====== RECORDS FOR THE EXERCISE ======

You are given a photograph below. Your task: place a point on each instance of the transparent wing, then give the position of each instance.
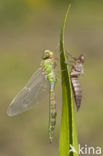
(34, 91)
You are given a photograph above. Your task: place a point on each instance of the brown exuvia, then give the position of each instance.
(76, 71)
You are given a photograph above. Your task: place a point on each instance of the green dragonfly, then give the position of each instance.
(40, 84)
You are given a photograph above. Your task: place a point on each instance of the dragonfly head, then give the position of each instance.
(47, 54)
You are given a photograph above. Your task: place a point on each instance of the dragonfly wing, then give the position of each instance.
(34, 91)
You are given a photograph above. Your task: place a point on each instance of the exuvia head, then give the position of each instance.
(82, 58)
(47, 54)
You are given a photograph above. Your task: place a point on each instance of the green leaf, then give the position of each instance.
(68, 134)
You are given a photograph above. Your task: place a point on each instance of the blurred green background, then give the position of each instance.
(26, 28)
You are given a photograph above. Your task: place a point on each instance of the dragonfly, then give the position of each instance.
(40, 84)
(76, 71)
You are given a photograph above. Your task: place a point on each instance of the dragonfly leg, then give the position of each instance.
(68, 63)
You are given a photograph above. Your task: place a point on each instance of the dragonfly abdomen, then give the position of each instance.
(77, 91)
(52, 111)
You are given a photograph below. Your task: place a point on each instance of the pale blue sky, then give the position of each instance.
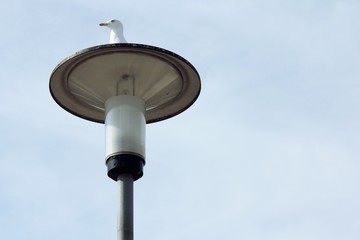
(270, 150)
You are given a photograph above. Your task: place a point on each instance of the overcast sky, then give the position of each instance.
(270, 150)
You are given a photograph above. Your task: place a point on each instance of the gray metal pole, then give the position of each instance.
(125, 226)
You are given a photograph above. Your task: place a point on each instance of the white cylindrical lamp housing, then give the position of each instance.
(125, 126)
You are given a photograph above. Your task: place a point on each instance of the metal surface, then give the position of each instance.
(124, 126)
(125, 226)
(167, 83)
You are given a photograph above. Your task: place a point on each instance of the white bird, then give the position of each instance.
(116, 34)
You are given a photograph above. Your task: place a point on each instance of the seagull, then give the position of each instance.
(116, 34)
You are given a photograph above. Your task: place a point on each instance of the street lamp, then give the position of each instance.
(125, 86)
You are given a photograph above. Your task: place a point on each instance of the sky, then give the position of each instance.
(270, 150)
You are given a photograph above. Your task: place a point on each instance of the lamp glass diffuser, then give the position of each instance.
(167, 83)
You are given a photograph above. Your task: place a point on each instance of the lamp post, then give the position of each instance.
(125, 86)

======

Write out exactly the lines of the entries above that run from the line containing "seagull, then give the position of each instance." through the last line, including both.

You are given a photograph above. Your task: place a point on each instance of the seagull, then give the position of each instance.
(116, 34)
You are given a photograph above. Your task: place a point on each instance of the street lamp, then give the position of each instance.
(125, 86)
You are given a photograph above. Your task: place a point on each instance of the sky, then give the position of each instance.
(270, 150)
You are given a photograph above. Your task: place a point on each instance of the lamp glass diffuser, then give the position of each instance.
(167, 83)
You are given a photograph above. Your task: place a point on each instance of the lamp post, then give the position of each instance.
(125, 86)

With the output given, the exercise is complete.